**WHAT YOU NEED TO DO:** Scale the records: repeat every line, including the requests, and multiply each pixel coordinate in the answers by 2, rounding to whole numbers with halves rounded up. Leave the numbers in the requests unchanged.
++++++
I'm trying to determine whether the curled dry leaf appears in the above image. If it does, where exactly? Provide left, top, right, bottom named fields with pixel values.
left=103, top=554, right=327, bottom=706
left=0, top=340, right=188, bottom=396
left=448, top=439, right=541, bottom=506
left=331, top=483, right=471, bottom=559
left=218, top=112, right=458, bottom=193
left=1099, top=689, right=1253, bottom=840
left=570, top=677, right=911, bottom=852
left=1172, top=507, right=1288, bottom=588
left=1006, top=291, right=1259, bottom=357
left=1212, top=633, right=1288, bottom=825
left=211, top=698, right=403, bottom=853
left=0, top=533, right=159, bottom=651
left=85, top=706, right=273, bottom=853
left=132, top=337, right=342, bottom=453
++++++
**RESPONSE TO THIS TASK:**
I'm trying to determine whether the curled dry leaf appears in the above image. If it does, where exactly? Provide left, top, right, bottom named fields with pixel values.
left=206, top=1108, right=654, bottom=1412
left=0, top=680, right=376, bottom=792
left=896, top=878, right=1082, bottom=1012
left=662, top=966, right=942, bottom=1118
left=436, top=224, right=916, bottom=386
left=2198, top=1378, right=2506, bottom=1680
left=1140, top=1354, right=1822, bottom=1704
left=2344, top=1014, right=2576, bottom=1176
left=2012, top=582, right=2518, bottom=714
left=2424, top=1266, right=2576, bottom=1650
left=422, top=1396, right=806, bottom=1706
left=0, top=1066, right=318, bottom=1302
left=170, top=1412, right=546, bottom=1706
left=264, top=674, right=684, bottom=906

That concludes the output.